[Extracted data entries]

━━━━━━━━━━━━━━━━

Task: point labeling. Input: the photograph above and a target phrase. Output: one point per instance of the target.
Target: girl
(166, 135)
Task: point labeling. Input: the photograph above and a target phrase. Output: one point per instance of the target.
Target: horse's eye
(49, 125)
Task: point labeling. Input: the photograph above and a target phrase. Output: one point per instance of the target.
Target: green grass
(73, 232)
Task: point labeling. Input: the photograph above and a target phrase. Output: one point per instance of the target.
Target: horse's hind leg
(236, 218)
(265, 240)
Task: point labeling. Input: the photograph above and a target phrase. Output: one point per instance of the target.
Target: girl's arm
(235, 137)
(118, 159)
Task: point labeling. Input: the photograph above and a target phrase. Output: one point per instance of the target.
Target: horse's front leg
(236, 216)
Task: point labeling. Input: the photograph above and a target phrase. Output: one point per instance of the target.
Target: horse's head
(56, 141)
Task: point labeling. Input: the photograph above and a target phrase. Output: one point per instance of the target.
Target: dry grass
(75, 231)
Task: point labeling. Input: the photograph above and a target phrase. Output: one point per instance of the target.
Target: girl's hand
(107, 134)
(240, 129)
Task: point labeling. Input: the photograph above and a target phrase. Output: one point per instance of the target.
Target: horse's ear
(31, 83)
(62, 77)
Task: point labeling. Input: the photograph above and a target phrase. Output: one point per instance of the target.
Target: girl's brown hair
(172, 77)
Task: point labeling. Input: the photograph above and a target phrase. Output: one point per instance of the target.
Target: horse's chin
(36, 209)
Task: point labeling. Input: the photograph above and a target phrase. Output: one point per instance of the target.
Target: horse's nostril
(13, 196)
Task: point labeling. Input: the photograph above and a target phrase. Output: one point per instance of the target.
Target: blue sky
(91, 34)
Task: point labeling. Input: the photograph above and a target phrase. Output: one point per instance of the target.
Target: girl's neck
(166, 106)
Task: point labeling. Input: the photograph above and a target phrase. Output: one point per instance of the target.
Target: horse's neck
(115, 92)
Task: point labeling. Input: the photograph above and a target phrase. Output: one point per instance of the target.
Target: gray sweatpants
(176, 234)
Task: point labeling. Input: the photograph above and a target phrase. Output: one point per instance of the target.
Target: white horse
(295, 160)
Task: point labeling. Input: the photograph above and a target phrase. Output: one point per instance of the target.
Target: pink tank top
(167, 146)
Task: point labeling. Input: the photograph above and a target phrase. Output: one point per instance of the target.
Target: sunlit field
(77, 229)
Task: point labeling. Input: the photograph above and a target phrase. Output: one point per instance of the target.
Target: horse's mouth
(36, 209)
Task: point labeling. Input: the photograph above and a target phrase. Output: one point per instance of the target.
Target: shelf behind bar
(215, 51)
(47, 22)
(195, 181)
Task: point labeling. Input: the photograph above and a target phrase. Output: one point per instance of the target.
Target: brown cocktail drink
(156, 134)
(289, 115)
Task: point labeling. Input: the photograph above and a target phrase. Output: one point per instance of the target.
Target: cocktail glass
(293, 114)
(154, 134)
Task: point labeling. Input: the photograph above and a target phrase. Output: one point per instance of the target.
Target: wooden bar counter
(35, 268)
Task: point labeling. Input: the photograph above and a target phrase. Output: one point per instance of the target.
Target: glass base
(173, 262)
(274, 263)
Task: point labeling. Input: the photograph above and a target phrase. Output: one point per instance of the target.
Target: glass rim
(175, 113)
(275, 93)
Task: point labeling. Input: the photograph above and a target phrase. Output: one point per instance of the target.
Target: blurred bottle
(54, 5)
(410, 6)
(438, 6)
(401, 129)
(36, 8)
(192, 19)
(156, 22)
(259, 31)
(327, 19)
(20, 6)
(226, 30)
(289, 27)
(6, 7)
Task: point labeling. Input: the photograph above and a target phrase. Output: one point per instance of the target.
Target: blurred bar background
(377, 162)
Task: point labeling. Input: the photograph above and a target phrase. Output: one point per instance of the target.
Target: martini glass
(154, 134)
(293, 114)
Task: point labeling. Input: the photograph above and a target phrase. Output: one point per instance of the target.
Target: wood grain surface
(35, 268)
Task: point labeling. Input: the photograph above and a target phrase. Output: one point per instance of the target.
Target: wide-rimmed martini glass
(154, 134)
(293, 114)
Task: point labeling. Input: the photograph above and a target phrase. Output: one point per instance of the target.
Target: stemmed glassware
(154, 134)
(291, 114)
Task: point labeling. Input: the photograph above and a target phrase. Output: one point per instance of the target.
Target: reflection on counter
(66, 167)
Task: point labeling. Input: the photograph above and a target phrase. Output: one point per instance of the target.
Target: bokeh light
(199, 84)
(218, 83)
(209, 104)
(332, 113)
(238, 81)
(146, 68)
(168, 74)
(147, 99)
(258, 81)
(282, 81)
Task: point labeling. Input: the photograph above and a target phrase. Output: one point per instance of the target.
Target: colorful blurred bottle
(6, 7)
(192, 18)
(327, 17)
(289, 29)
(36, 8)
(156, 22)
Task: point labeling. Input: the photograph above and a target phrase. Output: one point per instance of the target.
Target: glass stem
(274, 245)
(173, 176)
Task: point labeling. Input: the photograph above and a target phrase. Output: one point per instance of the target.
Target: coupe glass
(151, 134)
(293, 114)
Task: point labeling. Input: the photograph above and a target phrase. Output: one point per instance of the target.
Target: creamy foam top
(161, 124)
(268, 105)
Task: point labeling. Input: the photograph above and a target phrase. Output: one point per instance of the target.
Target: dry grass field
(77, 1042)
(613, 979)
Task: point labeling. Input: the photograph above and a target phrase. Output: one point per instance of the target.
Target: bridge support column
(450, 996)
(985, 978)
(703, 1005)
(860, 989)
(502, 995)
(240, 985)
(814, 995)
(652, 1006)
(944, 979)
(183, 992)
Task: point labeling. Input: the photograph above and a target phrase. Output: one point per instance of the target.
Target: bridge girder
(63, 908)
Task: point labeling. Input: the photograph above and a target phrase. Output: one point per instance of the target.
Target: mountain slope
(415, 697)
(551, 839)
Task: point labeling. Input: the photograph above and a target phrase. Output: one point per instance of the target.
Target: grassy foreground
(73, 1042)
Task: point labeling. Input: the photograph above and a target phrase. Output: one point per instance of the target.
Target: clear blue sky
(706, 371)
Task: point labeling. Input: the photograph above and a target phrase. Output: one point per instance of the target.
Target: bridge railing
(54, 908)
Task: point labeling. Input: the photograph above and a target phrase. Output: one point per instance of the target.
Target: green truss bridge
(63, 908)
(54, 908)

━━━━━━━━━━━━━━━━

Write the entries out a second time. Match them exactly.

Task: point labeling. Input: the photograph above and a target phrase. Output: one point per instance of the target.
Target: girl
(166, 135)
Task: point labeling. Input: the photograph above and a target phrase. Output: one point per instance of the target.
Target: horse's eye
(49, 125)
Task: point labeling. Input: the photograph above and a target phrase. Output: one point per instance of the target.
Target: green grass
(73, 232)
Task: point labeling. Input: the photograph above and a target phrase. Output: one point per instance of the target.
Target: horse's hind leg
(236, 218)
(265, 240)
Task: point labeling. Input: the photograph above and a target phrase. Output: one point per instance of the target.
Target: girl's arm
(235, 137)
(118, 159)
Task: point labeling. Input: the photograph above and a target phrase. Output: one point per instance of the target.
Target: horse's front leg
(236, 216)
Task: point labeling. Input: the photograph above and a target phrase. Output: one point per instance of the target.
Target: horse's head
(56, 141)
Task: point labeling. Input: the photograph above and a target phrase. Output: one point per instance of the target.
Target: dry grass
(75, 231)
Task: point labeling. Input: the photograph above and a target phrase. Output: one point per instance of the target.
Target: girl's hand
(107, 134)
(240, 129)
Task: point labeling. Input: the photograph above and a target phrase. Output: one point per instance of the target.
Target: horse's ear
(31, 83)
(62, 77)
Task: point labeling. Input: the photograph above and a target phrase. Output: one point per instance of the target.
Target: girl's brown hair
(172, 77)
Task: point labeling. Input: the photograph above and a target phrase. Output: one point per instance of the target.
Target: horse's chin
(36, 209)
Task: point labeling. Input: the photograph above and a target phrase. Output: one point per instance of the target.
Target: horse's nostril
(13, 196)
Task: point labeling. Input: the photograph above and a target phrase. Output: one point per instance of the target.
Target: blue sky
(91, 34)
Task: point labeling. Input: the photograph above and a target phrase. Output: one point per instance of the target.
Target: girl's neck
(166, 106)
Task: point labeling. Input: the photograph above and a target phrase. Output: one point per instance of the target.
Target: horse's neck
(115, 92)
Task: point labeling. Input: the photograph above and a target phrase. Output: one point per instance of the target.
Target: gray sweatpants
(176, 234)
Task: point labeling. Input: the photograph above and a target phrase. Output: one point per instance of the target.
Target: white horse
(295, 160)
Task: point labeling. Input: the photograph above and a target phrase. Output: one point per instance of the target.
Target: pink tank top
(167, 146)
Task: point labeling. Input: the photograph above and a target phrase. Output: one point per instance of the target.
Target: sunlit field
(77, 229)
Task: point labeling. Input: the photograph above and a target phrase. Output: one point per instance of the target.
Target: horse's mouth
(36, 209)
Task: point labeling. Input: the photograph above and a target phrase. Output: one point per instance of the target.
Target: shelf behind bar
(215, 51)
(47, 22)
(195, 181)
Task: point labeling. Input: the photograph above and a target phrase. Output: one point per instance of the target.
Target: brown cocktail drink
(156, 134)
(289, 115)
Task: point labeling. Input: the photograph above and a target phrase. Output: one point per instance of the target.
Target: cocktail glass
(293, 114)
(154, 134)
Task: point labeling. Input: the photograph above and a target phrase. Output: one point per instance of the target.
Target: wooden bar counter
(35, 268)
Task: point labeling. Input: the photograph above and a target phrase. Output: one point per instance of the target.
Target: glass base
(173, 262)
(274, 263)
Task: point labeling. Input: the photograph above and a target phrase. Output: one point per instance of the target.
Target: glass rim
(175, 113)
(275, 93)
Task: point labeling. Input: the photograph above and a target phrase. Output: one point per instance of the target.
Target: blurred bottle
(54, 5)
(410, 6)
(438, 6)
(401, 129)
(36, 8)
(192, 19)
(156, 22)
(259, 31)
(327, 19)
(20, 6)
(226, 30)
(289, 27)
(6, 7)
Task: point labeling. Input: the photograph above and a target phrase. Output: one point per instance of the target.
Target: blurred bar background
(377, 162)
Task: point labeling. Input: the photograph above and a target phrase. Output: one point per instance of the target.
Target: martini glass
(154, 134)
(293, 114)
Task: point labeling. Input: the photograph above and a target phrase. Output: one point per instance of the target.
Target: wood grain surface
(35, 268)
Task: point labeling. Input: the photograph above and a target phrase. Output: one point per instance of the target.
Target: wide-rimmed martini glass
(154, 134)
(293, 114)
Task: point labeling. Input: the photograph above and a target phrase. Output: one point per instance of the target.
Target: stemmed glassware
(154, 134)
(291, 114)
Task: point labeling. Input: the photograph above and a target phrase. Output: one point per instance of the target.
Target: reflection on counter
(66, 167)
Task: point labeling. Input: the photograph above and a target phrase. Output: one point per instance of the target.
Target: bokeh light
(199, 84)
(218, 83)
(209, 104)
(332, 113)
(238, 81)
(146, 68)
(168, 74)
(147, 99)
(258, 81)
(282, 81)
Task: point labeling. Input: the photograph above and a target phrase. Output: one point per instance of the target.
Target: colorful blurred bottle
(6, 7)
(192, 18)
(327, 17)
(289, 29)
(36, 8)
(156, 22)
Task: point labeling. Input: the photograph above and a target phrase. Output: one point per instance of the target.
Target: glass stem
(274, 245)
(173, 176)
Task: point labeling. Input: the photograph above and a target phrase. Output: one point per instance of the target.
Target: coupe glass
(151, 134)
(293, 114)
Task: point labeling. Input: the photograph above and a target phrase. Output: one point per instance of the target.
Target: creamy foam top
(161, 124)
(268, 105)
Task: point labeling. Input: the photograph above and a target phrase. Output: one point per instance of the target.
Target: dry grass field
(77, 1042)
(613, 979)
Task: point labeling. Input: the photograph above and a target phrase. Output: one point per instance of the target.
Target: bridge support column
(450, 996)
(985, 978)
(703, 1005)
(860, 989)
(502, 995)
(240, 985)
(814, 995)
(652, 1006)
(944, 979)
(183, 992)
Task: point labeling. Input: the photograph above and a target phrase. Output: one point per instance of the target.
Target: bridge girder
(63, 908)
Task: point labeling. Input: the photograph above and a target phrase. Output: one point per instance of the target.
Target: mountain slope
(415, 697)
(551, 839)
Task: point labeling. Input: the photograph above and a target phrase. Output: one point per instance of the target.
Target: grassy foreground
(73, 1042)
Task: point labeling. Input: the photograph above and a target phrase. Output: one point per instance of the target.
Target: clear blue sky
(706, 371)
Task: point labeling. Input: the photograph above and a target phrase. Output: one point per instance of the target.
Target: bridge railing
(54, 908)
Task: point labeling. Input: the photograph above and a target phrase. Output: one point per instance of the target.
Target: green truss bridge
(63, 908)
(54, 908)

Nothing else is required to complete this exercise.